» 本文:
_ _ _ _ _
また、本実施形態においては、上述した漁網Nの繰り出し作業中、必要に応じて、アーム部20の開き角度θ(図3、図4(a)参照)を調整することが可能である。さらに、本実施形態においては、必要に応じて、ヒンジ連結軸42を支点としてアーム部20を揺動させることも可能である(図4(b)参照)。
このように、本実施形態によれば、アーム部20の開き角度θの調整操作、およびアーム部20の揺動操作を行うことが可能であるため、網台90の幅一杯に広げながら網台90内に適切に漁網Nを収容することができる。この際、アーム部20の開き角度θの調整操作および揺動操作は、ある所定の操作(規則性のある操作(例えば、ある範囲内での繰り返し操作))であってもよいし、繰り広げる漁網Nのその時々の状況に応じた操作であってもよい。
また、本実施形態においては、上述した漁網Nの繰り出し作業中、ネットホーラ80の回転速度(漁網Nの巻き揚げ速度)と、網捌手段60の回転速度(網捌手段60を構成する網捌部62から繰り出される漁網Nの繰り出し速度)と、アーム部20を構成する各回転ローラ部21,22,23,24の回転速度とが、「ローラ部21,22,23,24の回転速度>捌手段60の回転速度>ネットホーラ80の回転速度」という関係を有すべく構成されている。
このように、本実施形態によれば、アーム部20(を構成する回転ローラ部21,22,23,24)の回転速度と、網捌手段60の回転速度と、ネットホーラ80の回転速度とが、上述した関係を有するため、アーム部20は、網捌手段60にて繰り出されている漁網Nを下に降ろすべく機能する。したがって、本実施形態によれば、アーム部20自体には、上に持ち上げられる方向に力が作用し、アーム部20に大きな負荷(重力方向の負荷)が作用しないため、アーム部20の片持ち支持構造(旋網漁船1の左舷1A側のみの片持ち支持構造)を比較的簡単な構成にて実現することができる。
本実施形態にかかる網処理装置10は、以上のように構成され機能するため、次のような効果を得ることができる。
_ _ _ _ _
» 問題の詳細: 上の本文で参照されている図をすべて挙げなさい。

» 出典の抜粋:
_ _ _ _ _
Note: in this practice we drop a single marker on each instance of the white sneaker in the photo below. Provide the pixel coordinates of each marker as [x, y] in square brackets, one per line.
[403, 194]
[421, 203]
_ _ _ _ _
» 解答: 図3、図4(a)、図4(b)